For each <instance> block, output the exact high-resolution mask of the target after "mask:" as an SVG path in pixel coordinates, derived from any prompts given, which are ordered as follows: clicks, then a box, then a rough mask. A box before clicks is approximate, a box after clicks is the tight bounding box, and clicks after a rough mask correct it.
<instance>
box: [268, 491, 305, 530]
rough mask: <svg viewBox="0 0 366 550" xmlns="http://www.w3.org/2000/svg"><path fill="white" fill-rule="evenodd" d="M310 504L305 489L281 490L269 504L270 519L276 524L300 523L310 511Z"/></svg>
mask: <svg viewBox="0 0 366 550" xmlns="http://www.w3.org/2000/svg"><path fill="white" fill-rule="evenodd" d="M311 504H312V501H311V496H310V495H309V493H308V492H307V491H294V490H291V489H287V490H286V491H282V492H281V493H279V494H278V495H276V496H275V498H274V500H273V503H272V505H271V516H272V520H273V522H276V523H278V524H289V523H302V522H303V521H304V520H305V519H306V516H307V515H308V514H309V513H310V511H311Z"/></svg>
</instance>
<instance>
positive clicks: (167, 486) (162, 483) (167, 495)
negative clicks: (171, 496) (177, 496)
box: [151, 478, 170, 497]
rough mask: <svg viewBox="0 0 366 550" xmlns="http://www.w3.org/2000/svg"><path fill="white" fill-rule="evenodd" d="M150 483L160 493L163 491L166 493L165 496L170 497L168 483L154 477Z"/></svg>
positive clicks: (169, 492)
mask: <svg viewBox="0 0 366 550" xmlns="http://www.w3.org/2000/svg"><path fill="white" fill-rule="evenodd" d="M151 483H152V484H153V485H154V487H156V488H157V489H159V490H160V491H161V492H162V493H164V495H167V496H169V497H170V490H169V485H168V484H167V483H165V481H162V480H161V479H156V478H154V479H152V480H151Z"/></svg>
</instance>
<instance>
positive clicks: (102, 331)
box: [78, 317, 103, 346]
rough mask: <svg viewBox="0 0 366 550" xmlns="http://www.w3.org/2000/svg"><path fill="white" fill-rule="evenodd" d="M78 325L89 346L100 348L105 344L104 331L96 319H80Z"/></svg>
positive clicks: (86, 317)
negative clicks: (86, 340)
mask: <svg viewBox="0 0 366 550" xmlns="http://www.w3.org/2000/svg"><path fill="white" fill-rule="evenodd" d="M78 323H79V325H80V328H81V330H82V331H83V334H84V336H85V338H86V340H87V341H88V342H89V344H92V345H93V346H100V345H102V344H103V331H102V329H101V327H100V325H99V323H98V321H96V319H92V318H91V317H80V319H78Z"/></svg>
_ _ _ _ _ _ _
Copy the records starting at the line containing "325L89 346L100 348L105" and ending at the line containing "positive clicks: (86, 317)", changing "rough mask" to "coarse mask" and leaving everything else the same.

coarse mask: <svg viewBox="0 0 366 550" xmlns="http://www.w3.org/2000/svg"><path fill="white" fill-rule="evenodd" d="M78 325L89 346L100 348L105 344L104 331L96 319H80Z"/></svg>
positive clicks: (86, 317)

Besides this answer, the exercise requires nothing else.